What the task requires: The records below are to be reproduced word for word.

Data to use:
========================================
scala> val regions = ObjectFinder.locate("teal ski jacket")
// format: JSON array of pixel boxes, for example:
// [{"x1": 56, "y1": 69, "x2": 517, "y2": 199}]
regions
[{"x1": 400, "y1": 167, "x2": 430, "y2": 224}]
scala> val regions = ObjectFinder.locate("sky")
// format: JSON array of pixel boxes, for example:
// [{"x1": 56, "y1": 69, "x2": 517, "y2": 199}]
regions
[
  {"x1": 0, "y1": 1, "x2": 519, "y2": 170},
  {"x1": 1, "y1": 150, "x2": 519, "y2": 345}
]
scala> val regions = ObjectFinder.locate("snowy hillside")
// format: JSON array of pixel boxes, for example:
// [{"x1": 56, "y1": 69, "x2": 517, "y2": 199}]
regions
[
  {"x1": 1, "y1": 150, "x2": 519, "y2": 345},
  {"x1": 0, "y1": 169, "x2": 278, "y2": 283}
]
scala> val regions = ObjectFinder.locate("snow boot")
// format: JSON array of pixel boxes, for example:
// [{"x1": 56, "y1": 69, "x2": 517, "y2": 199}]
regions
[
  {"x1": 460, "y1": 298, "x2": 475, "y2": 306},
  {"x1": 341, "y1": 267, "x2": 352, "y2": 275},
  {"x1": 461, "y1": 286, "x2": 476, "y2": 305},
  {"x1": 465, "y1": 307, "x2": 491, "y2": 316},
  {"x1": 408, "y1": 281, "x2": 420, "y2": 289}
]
========================================
Result of this exercise:
scala> val regions = ObjectFinder.locate("teal ski jacket")
// format: JSON array of pixel boxes, for example:
// [{"x1": 56, "y1": 69, "x2": 517, "y2": 199}]
regions
[{"x1": 400, "y1": 167, "x2": 430, "y2": 224}]
scala> val regions = ObjectFinder.locate("sky")
// format: JSON array of pixel boxes, for example:
// [{"x1": 56, "y1": 69, "x2": 517, "y2": 199}]
regions
[
  {"x1": 0, "y1": 1, "x2": 519, "y2": 170},
  {"x1": 1, "y1": 150, "x2": 519, "y2": 345}
]
scala> val regions = ObjectFinder.locate("snowy hillside")
// format: JSON array of pixel boxes, for example:
// [{"x1": 56, "y1": 69, "x2": 517, "y2": 199}]
regions
[
  {"x1": 1, "y1": 150, "x2": 519, "y2": 345},
  {"x1": 0, "y1": 169, "x2": 278, "y2": 283}
]
scala> val regions = ObjectFinder.locate("snow boot")
// format: JSON array of pixel boxes, for example:
// [{"x1": 56, "y1": 69, "x2": 517, "y2": 199}]
regions
[
  {"x1": 460, "y1": 298, "x2": 475, "y2": 306},
  {"x1": 341, "y1": 267, "x2": 352, "y2": 275},
  {"x1": 461, "y1": 286, "x2": 476, "y2": 305},
  {"x1": 465, "y1": 307, "x2": 491, "y2": 316},
  {"x1": 408, "y1": 281, "x2": 420, "y2": 289}
]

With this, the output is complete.